Excerpt:
================

Geobiology

Penelope Boston,
New Mexico Institute of Mining and Technology

Summary

This course is designed to provide a broad perspective on the ongoing effects of biological processes and entities on the development of Earth as a geological object. Very early in the history of Earth, life emerged and the history of Earth has been profoundly affected by this circumstance ever since. Life distinguishes Earth amongst its fellow planets in our Solar System.


Course Size:
31-70

Course Format:
Students enroll in separate lecture and lab components. The lecture and the lab are both taught by the professor.

Institution Type:
University with graduate programs, including doctoral programs

Course Context:

This is one of 5 200-level (sophomore) fundamental courses required of our Earth and Environmental Science majors. We also attract Biology, Chemistry, Mineral Engineering, Petroleum Engineering, and Environmental Science majors who take it as an elective. Limited prerequisites include Geol 101 - General Geology or other 100 level (freshmen) geoscience class.

Course Content:

The scope of Geobiology is extremely broad encompassing topics as widely separated as classical paleontology and global scale biogeochemical cycles. We present the most significant of the long list of possible topics focusing on both ends of the geological time spectrum from ancient to modern trying to point out parallels in geobiological processes and events across the vast span of deep time. Geology, geochemistry, hydrology, climatology, biology and other topics are interwoven to paint a picture of Earth as an inherently geobiological planet.

================

Listed entries:
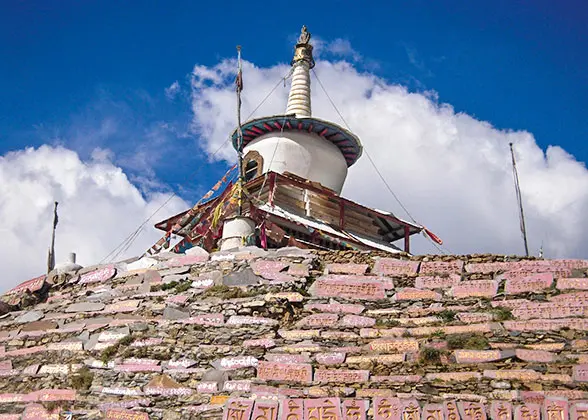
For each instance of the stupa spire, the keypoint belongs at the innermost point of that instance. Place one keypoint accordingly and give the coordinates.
(299, 97)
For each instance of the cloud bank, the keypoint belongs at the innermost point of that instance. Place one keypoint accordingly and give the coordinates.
(452, 171)
(98, 208)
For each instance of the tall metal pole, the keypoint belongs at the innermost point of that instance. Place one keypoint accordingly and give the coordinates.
(239, 88)
(519, 200)
(51, 256)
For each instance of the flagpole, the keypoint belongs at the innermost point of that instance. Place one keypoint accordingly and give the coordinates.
(51, 256)
(519, 200)
(239, 88)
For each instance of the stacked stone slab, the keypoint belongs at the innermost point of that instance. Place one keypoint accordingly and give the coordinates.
(295, 334)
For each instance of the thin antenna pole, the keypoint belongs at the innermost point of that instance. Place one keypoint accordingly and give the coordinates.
(519, 199)
(51, 256)
(239, 88)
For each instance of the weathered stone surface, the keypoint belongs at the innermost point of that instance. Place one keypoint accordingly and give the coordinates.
(368, 290)
(284, 372)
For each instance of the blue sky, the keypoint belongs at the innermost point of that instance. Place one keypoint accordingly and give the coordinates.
(88, 75)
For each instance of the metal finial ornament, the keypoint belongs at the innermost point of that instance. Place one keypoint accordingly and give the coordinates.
(303, 50)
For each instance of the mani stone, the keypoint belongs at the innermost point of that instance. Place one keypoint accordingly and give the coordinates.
(85, 307)
(173, 314)
(31, 316)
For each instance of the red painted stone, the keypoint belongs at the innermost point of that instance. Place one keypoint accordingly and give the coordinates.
(475, 288)
(528, 412)
(570, 283)
(501, 410)
(238, 409)
(284, 372)
(322, 408)
(441, 267)
(101, 275)
(533, 283)
(471, 410)
(368, 290)
(349, 268)
(433, 412)
(437, 282)
(265, 410)
(292, 409)
(126, 415)
(579, 411)
(410, 293)
(318, 321)
(341, 376)
(451, 411)
(355, 321)
(392, 267)
(555, 409)
(580, 373)
(335, 308)
(354, 409)
(387, 408)
(334, 358)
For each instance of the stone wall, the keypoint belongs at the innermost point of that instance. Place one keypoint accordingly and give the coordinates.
(293, 334)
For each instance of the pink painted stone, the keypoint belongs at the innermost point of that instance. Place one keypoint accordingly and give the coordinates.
(238, 409)
(528, 411)
(410, 293)
(239, 386)
(441, 267)
(392, 266)
(356, 321)
(334, 358)
(368, 290)
(292, 409)
(501, 410)
(126, 415)
(436, 282)
(207, 387)
(355, 409)
(340, 375)
(450, 410)
(287, 358)
(475, 288)
(387, 408)
(571, 283)
(535, 356)
(580, 373)
(526, 284)
(284, 372)
(410, 408)
(476, 356)
(261, 342)
(101, 275)
(335, 308)
(401, 379)
(318, 320)
(433, 412)
(348, 268)
(472, 411)
(322, 408)
(207, 319)
(555, 409)
(579, 411)
(265, 410)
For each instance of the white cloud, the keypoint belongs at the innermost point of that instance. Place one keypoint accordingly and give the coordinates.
(172, 90)
(98, 208)
(451, 170)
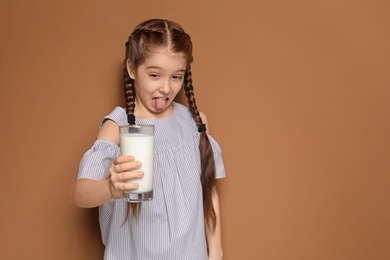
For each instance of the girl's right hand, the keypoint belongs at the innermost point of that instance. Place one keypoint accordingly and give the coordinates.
(121, 171)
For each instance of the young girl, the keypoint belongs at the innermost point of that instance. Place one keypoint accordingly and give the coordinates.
(183, 220)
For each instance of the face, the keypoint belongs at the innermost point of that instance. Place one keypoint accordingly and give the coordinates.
(157, 81)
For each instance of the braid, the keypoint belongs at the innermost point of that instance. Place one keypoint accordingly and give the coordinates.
(128, 84)
(207, 157)
(129, 91)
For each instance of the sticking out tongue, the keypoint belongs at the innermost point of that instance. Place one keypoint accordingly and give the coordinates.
(160, 103)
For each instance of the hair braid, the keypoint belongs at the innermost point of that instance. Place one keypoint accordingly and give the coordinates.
(129, 90)
(206, 154)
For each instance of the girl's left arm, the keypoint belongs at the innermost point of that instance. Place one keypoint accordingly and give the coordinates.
(214, 239)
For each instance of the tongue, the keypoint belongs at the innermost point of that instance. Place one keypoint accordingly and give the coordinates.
(160, 103)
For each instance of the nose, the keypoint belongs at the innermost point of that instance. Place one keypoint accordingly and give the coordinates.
(165, 88)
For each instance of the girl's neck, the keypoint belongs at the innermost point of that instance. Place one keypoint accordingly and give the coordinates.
(146, 114)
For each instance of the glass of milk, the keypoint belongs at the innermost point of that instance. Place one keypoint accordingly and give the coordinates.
(138, 141)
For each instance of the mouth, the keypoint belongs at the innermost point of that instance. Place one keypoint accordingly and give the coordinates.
(160, 103)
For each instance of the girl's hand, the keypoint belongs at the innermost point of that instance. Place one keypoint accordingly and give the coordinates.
(120, 173)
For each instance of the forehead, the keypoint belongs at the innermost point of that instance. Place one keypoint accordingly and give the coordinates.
(165, 59)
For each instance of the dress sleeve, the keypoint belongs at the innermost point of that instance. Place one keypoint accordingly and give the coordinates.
(96, 162)
(219, 166)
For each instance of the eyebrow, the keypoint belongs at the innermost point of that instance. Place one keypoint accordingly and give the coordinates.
(156, 67)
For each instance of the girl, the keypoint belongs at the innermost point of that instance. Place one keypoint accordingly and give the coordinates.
(183, 220)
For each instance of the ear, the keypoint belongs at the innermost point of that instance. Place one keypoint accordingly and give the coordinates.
(130, 69)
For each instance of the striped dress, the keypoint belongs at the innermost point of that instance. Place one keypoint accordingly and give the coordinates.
(170, 226)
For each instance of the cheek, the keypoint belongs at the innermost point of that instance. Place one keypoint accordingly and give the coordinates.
(177, 87)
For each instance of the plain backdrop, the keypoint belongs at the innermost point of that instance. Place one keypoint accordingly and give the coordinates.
(296, 92)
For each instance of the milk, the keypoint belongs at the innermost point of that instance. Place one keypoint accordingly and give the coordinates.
(141, 146)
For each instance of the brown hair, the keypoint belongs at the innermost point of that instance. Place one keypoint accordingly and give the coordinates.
(146, 37)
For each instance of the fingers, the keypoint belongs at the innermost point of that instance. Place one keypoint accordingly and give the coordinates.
(124, 164)
(124, 168)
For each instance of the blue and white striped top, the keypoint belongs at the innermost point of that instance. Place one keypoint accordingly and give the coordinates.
(170, 226)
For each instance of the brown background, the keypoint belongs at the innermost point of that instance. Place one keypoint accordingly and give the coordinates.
(297, 94)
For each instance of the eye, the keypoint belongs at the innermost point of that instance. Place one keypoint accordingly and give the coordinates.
(178, 77)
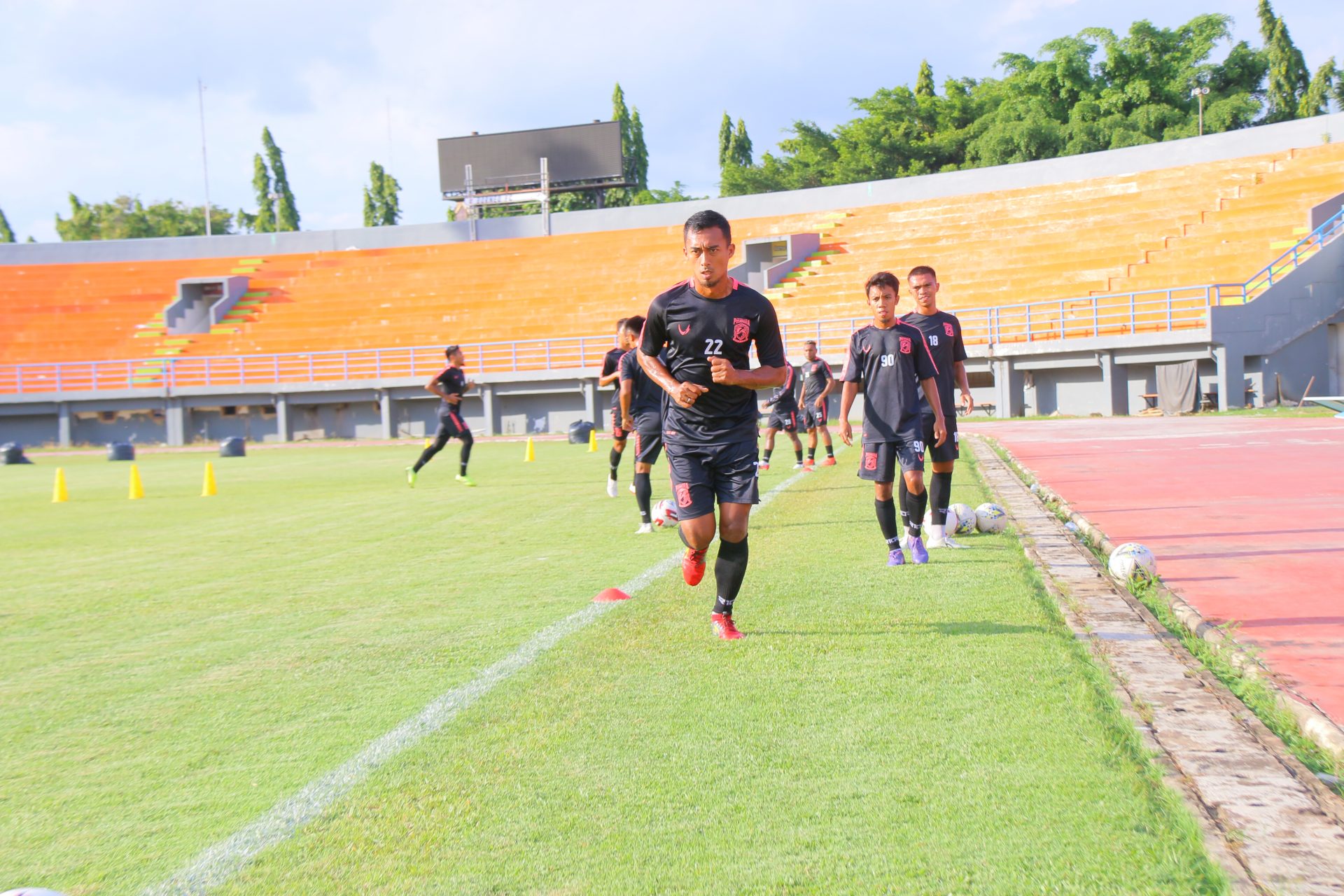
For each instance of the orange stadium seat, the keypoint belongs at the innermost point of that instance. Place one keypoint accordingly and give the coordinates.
(1155, 230)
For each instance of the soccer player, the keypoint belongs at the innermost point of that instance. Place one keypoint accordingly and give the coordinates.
(641, 413)
(942, 332)
(707, 326)
(892, 362)
(449, 386)
(818, 384)
(610, 374)
(784, 416)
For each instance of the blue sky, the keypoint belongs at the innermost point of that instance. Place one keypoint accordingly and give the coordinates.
(100, 97)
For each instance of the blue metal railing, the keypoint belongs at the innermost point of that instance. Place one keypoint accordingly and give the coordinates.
(1117, 315)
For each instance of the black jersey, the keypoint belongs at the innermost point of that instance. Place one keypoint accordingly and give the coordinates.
(942, 332)
(648, 396)
(694, 330)
(890, 365)
(454, 382)
(815, 377)
(783, 399)
(610, 365)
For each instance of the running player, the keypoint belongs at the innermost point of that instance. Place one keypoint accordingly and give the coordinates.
(707, 324)
(610, 374)
(449, 386)
(784, 416)
(641, 413)
(892, 362)
(942, 332)
(818, 384)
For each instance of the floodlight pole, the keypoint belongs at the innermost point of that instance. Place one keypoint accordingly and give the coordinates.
(546, 198)
(204, 163)
(470, 206)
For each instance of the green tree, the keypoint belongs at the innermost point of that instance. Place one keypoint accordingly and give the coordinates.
(286, 216)
(924, 81)
(1288, 74)
(382, 207)
(128, 218)
(264, 222)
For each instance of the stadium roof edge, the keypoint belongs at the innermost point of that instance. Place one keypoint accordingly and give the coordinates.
(1234, 144)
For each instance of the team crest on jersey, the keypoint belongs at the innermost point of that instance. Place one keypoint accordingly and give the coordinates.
(741, 330)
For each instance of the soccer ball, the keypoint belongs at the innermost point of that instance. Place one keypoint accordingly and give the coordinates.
(961, 519)
(1132, 562)
(664, 514)
(991, 517)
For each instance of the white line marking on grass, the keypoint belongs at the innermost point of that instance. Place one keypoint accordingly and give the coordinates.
(220, 862)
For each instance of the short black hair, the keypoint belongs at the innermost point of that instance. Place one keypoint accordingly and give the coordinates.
(706, 219)
(882, 279)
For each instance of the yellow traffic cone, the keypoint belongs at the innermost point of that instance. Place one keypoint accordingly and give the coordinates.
(137, 488)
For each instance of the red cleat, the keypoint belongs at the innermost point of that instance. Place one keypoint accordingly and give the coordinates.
(723, 628)
(692, 566)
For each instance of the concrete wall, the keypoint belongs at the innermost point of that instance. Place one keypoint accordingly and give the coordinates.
(1051, 171)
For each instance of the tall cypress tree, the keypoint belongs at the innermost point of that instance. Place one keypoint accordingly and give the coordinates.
(1288, 74)
(924, 81)
(265, 219)
(288, 211)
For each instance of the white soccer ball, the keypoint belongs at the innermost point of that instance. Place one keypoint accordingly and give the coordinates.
(1132, 562)
(961, 519)
(664, 514)
(991, 517)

================

Exercise tasks:
1. Quote the geobiology course description word for word, starting at "This is one" and ending at "(freshmen) geoscience class.".
2. What does the geobiology course description give as its limited prerequisites?
The listing after the geobiology course description is separate material.

Answers below:
1.
This is one of 5 200-level (sophomore) fundamental courses required of our Earth and Environmental Science majors. We also attract Biology, Chemistry, Mineral Engineering, Petroleum Engineering, and Environmental Science majors who take it as an elective. Limited prerequisites include Geol 101 - General Geology or other 100 level (freshmen) geoscience class.

2. Geol 101 - General Geology or another 100-level (freshman) geoscience class.